* AUSGANGSTEXT
========================================

Ein Botenstoff der Leber sorgt bei Diäten für Hungerattacken. Mit einem Hemmstoff kann dieser Prozess unterdrückt werden und das Abnehmen fällt leichter.

Köln (Deutschland). Laut Daten der Weltgesundheitsorganisation (WHO) hat in Europa das Übergewicht epidemische Ausmaße erreicht. In Deutschland leidet mehr als die Hälfte der Menschen unter Übergewicht, knapp ein Viertel sogar unter Adipositas (Fettleibigkeit). Das Abnehmen fällt jedoch besonders stark übergewichtige Menschen meist sehr schwer, weil bei ihnen Sport kaum wirkt und der Jojo-Effekt dafür sorgt, dass das Gewicht nach einer Diät schnell wieder zunimmt.

Die Forschung arbeitet deshalb seit Längerem an daran, das Essverhalten eines Menschen durch einen Eingriff in die körpereigene Appetitregulation zu beeinflussen. Die sowohl über Botenstoffe als auch neuronal kontrollierte Signalwege gesteuerte Regulation ist aber sehr komplex und konnte bisher nur teilweise entschlüsselt werden.

Signalweg von der Leber zum Gehirn

Ein Team um Heiko Endle von der Universität Köln hat nun einen neuen Ansatzpunkt zur Appetitregulation entdeckt. Laut ihrer Publikation im Fachmagazin Nature Metabolism untersuchten die Wissenschaftler einen Signalweg, mit dem ausgehend von der Leber dem Gehirn ein Nährstoffmangel signalisiert wird. Der Signalweg ist damit dafür verantwortlich, dass Menschen während einer Diät und in Fastenzeiten ein starkes Hungergefühl spüren, das dann häufig mit einer übermäßigen Nahrungsaufnahme kompensiert wird.

========================================

* DATENSÄTZE
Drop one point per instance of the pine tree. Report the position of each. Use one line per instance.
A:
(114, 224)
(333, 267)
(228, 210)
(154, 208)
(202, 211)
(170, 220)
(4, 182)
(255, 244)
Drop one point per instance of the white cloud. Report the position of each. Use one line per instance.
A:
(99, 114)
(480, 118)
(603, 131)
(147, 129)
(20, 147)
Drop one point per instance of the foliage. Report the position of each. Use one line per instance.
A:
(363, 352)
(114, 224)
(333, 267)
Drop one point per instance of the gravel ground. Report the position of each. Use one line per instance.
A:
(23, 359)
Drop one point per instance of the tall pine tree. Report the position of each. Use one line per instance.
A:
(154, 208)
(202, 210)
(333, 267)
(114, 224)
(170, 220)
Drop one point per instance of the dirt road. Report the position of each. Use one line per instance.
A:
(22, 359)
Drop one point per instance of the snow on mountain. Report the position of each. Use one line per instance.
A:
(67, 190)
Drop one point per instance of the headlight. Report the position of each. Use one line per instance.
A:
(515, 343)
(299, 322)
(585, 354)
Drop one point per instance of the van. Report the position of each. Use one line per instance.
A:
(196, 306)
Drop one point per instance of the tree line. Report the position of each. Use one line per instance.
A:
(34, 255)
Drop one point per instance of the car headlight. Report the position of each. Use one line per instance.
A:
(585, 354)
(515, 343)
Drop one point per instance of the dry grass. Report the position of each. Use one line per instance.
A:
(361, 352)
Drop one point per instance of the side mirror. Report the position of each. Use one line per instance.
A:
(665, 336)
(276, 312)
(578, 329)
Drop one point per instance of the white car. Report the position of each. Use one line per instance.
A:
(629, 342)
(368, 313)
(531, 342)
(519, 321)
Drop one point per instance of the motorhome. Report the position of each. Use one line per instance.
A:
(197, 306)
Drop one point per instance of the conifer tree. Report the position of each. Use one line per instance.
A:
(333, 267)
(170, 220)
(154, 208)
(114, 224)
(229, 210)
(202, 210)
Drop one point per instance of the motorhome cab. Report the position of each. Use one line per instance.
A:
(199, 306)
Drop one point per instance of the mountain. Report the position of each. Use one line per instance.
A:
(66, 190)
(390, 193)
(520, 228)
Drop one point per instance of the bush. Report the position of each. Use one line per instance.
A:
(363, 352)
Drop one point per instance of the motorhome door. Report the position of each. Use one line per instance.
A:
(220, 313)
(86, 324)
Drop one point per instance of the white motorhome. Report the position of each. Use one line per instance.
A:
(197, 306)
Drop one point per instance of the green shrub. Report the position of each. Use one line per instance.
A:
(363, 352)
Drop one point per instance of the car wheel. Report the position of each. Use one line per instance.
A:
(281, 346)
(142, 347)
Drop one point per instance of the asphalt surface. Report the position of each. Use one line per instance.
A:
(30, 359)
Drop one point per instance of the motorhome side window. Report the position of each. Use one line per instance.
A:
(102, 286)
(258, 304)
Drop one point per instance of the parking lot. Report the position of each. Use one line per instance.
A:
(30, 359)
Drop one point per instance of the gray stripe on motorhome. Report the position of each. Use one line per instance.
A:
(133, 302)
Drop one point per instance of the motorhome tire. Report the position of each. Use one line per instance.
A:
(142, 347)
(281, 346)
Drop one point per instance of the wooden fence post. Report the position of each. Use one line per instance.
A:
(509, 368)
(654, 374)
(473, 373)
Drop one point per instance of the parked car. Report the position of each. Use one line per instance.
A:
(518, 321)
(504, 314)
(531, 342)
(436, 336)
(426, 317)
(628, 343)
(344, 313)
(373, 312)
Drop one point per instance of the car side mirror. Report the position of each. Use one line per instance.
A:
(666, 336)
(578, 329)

========================================

* AUFGABE
Schreibe den Ausgangstext von "Die Forschung arbeitet" bis einschließlich "teilweise entschlüsselt werden." erneut ab. Ersetze dabei "Essverhalten" durch "Ernährungsverhalten".

* LÖSUNG
Die Forschung arbeitet deshalb seit Längerem an daran, das Ernährungsverhalten eines Menschen durch einen Eingriff in die körpereigene Appetitregulation zu beeinflussen. Die sowohl über Botenstoffe als auch neuronal kontrollierte Signalwege gesteuerte Regulation ist aber sehr komplex und konnte bisher nur teilweise entschlüsselt werden.